### Rows from a pointing dataset:
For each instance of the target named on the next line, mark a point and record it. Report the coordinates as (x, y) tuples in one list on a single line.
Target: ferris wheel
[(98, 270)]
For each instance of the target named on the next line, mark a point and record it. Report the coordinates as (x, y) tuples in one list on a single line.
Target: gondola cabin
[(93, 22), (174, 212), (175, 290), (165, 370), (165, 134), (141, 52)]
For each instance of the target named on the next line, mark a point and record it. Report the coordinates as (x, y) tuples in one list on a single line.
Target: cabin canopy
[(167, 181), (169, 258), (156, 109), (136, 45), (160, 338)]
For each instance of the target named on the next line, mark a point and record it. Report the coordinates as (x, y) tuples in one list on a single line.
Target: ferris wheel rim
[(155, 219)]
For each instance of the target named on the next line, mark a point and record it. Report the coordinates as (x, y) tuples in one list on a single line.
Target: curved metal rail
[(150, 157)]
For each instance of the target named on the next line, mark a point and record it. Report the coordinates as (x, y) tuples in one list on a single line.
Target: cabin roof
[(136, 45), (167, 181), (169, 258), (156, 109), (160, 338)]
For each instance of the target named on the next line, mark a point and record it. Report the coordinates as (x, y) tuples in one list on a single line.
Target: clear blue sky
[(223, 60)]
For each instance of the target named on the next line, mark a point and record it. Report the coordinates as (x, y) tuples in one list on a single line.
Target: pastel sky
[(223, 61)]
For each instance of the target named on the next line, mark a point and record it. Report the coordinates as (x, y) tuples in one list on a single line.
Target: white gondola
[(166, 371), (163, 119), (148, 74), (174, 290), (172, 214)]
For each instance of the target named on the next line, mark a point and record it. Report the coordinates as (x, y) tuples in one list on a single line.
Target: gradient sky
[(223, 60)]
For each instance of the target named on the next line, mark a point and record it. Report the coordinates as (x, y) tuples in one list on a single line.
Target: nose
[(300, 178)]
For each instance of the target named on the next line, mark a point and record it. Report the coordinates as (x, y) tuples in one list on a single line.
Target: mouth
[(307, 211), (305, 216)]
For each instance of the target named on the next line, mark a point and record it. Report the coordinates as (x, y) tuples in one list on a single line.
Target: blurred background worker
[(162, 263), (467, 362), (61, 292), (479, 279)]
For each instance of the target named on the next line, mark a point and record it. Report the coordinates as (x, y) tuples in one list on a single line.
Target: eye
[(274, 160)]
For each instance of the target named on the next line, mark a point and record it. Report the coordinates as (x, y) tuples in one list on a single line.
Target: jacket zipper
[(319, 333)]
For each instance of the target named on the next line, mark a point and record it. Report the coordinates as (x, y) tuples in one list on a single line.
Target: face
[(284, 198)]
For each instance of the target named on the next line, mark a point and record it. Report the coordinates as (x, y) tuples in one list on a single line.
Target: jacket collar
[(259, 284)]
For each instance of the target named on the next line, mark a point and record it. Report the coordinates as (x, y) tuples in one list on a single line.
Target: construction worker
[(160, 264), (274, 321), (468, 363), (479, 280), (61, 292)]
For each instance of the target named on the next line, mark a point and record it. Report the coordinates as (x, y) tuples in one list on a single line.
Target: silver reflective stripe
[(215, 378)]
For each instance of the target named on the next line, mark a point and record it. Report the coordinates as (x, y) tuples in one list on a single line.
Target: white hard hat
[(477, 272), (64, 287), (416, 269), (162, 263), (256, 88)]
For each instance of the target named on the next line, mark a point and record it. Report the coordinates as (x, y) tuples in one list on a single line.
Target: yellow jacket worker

### Stated goal:
Write out all of the records again, switching every "mark a point" to "place a point" and keeping everything else the same.

### Worked solution:
For each instance of the target named on the next line, place a point and record it. Report the coordinates as (x, y) tuples in one list on a single line.
Target: ferris wheel
[(98, 270)]
For each instance of the target named on the next line, place a point and record it. Report the coordinates as (x, y) tuples in one list on a single line.
Target: gondola cabin
[(93, 22), (174, 212), (175, 290), (165, 370), (165, 134), (141, 52)]
For each instance of the target named on the next line, place a point and record it. Report the coordinates as (x, y) tuples in one list on a single line.
Target: cabin canopy
[(167, 181), (169, 258), (156, 109), (136, 45), (160, 338)]
For each instance of the target named on the next line, place a point and record it. Report the coordinates as (x, y) tuples in one list on a single line.
Target: ferris wheel rim
[(155, 219)]
For each instance of the target named on the next line, place a point and record it. Report the coordinates as (x, y) tuples in one list on a single line.
Target: curved metal rail
[(150, 157)]
For each instance of the target named on the next line, place a point and record it. Report the coordinates as (x, y) tuples in one list on a single line.
Target: cabin roof
[(136, 45), (167, 181), (169, 258), (156, 109), (160, 338)]
For each instance of the target named on the next line, place a point and record it. Report the coordinates as (x, y) tuples in one list on a single line.
Target: clear blue sky
[(223, 60)]
For each instance of the target named on the next line, place a point and record it. Report the coordinates as (x, y) tuples in one list on a single line.
Target: pastel sky
[(223, 61)]
For each instance of the target named on the next line, place a point and record it. Report the coordinates as (x, y) tuples in one list on a single line.
Target: white gondola
[(166, 371), (163, 119), (148, 74), (174, 290), (172, 214)]
For each instance of the target named on the next line, place a point and record it. Report the coordinates as (x, y) tuples in one list on a single line.
Target: gradient sky
[(223, 60)]
For each instance of the target named on the next line, place a point and record it. Report the coordinates as (x, y) tuples in one list on a single line.
Target: nose
[(300, 178)]
For each instance of the target named on the next line, place a point and record it. Report the coordinates as (x, y) tuples in one list on a single line.
Target: mouth
[(307, 211), (305, 216)]
For each instance of the target named on the next line, place a point and record it. Report the coordinates as (x, y) tuples in one list on a single line.
Target: blurred background worker
[(162, 263), (467, 362), (61, 292), (479, 279)]
For each instance of the target named on the next line, place a point and record it. Report the coordinates as (x, y) tuples in one list on a single line.
Target: eye
[(274, 160)]
For each instance of the target named on the next line, place a point and record it. Report the coordinates as (x, y) tuples in one list on a single line.
Target: jacket zipper
[(319, 333)]
For each instance of the target named on the next line, place a point and record it. Report the coordinates as (x, y) tuples in one list on a single line.
Target: face
[(284, 198)]
For each instance of the target named on the next line, place a point and record it. Report the coordinates as (x, y) tuples in one list on a single line.
Target: jacket collar
[(259, 284)]
For each instance of the target named on the next line, place a point and record it. Report the coordinates as (x, y) tuples in one list on a single line.
Target: construction worker
[(160, 264), (274, 321), (468, 363), (479, 280), (61, 292)]
For each instance of the target named on the next line, place a point and record it. Report the coordinates as (x, y) tuples in one list on a single line.
Target: silver reflective stripe
[(215, 378)]
For each instance of the target named on the next line, place a point and record it. Report the coordinates as (x, y) tuples in one list on a single line.
Target: white hard hat
[(477, 272), (64, 287), (416, 269), (162, 263), (256, 88)]
For each instance of the target named on the next line, place a point and record it. Report the coordinates as (x, y) tuples in one list on a single line.
Target: yellow jacket worker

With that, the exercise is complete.